Pointing dataset records:
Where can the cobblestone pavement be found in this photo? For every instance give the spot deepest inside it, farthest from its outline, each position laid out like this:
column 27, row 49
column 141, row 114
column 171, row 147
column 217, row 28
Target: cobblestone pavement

### Instructions to follow
Extract the data exactly as given.

### Written answer
Where can the cobblestone pavement be found in this photo? For every instance give the spot deepest inside it, farthest from its outline, each position laid out like this:
column 27, row 49
column 141, row 114
column 171, row 147
column 217, row 28
Target: cobblestone pavement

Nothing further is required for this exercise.